Required task
Copy every one of the items below word for word, keeping each line in the same order.

Point annotation records:

-- Start --

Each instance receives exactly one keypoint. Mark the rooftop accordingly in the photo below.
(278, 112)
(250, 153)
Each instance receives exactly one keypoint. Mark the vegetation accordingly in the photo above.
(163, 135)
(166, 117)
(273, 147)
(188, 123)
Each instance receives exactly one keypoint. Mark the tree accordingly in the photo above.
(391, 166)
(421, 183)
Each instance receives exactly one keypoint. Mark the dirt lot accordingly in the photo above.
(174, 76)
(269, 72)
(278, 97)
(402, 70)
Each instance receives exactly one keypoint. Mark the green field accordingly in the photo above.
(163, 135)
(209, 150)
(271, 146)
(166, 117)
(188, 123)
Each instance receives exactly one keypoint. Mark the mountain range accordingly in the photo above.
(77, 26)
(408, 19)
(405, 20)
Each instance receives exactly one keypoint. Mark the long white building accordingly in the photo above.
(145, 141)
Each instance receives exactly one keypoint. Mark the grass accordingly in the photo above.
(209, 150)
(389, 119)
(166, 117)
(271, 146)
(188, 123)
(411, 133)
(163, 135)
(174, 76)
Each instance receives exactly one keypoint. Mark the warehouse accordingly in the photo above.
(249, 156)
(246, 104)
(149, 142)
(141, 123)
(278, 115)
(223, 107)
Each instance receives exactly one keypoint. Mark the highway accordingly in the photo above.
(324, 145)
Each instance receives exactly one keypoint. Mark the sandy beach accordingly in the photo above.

-- End --

Response to this exercise
Each instance receives exactly one keypoint. Mark the rooftop accordingly in the photo below.
(278, 112)
(250, 153)
Each instance receives exactly one keypoint. Mark the vegetation accordingly in the photo above.
(163, 135)
(166, 117)
(273, 147)
(188, 123)
Each instance receives exactly one keypoint. Mark the tree accordingly in the photo above.
(391, 166)
(421, 183)
Each instance receives exactly one keypoint. Mark the dirt lot accordingly in the photo above.
(174, 76)
(269, 72)
(278, 97)
(402, 70)
Each instance receives exactly one keypoint. Mark the green field accordingly in the photo above.
(163, 135)
(209, 150)
(271, 146)
(166, 117)
(188, 123)
Each instance receives exactly one keypoint. Mark the mountain range accordingly in the photo above.
(77, 26)
(408, 19)
(405, 20)
Each instance receives exactly one keypoint. Mark the long white building accordingly in the photo above.
(145, 141)
Each instance receives exactly one keypoint. Mark the grass accordingly in the photo above.
(209, 150)
(389, 119)
(166, 117)
(271, 146)
(188, 123)
(411, 133)
(163, 135)
(174, 76)
Each instance receives exactly one keypoint. Mark the warehouse accordingly in the photo above.
(249, 156)
(246, 104)
(149, 142)
(141, 123)
(278, 115)
(223, 107)
Each instance receives exactly one keypoint. Mark the highway accordingly in the photo above.
(324, 145)
Each instance receives exactly one keypoint. Mark the sandy beach accordingly in the photo above.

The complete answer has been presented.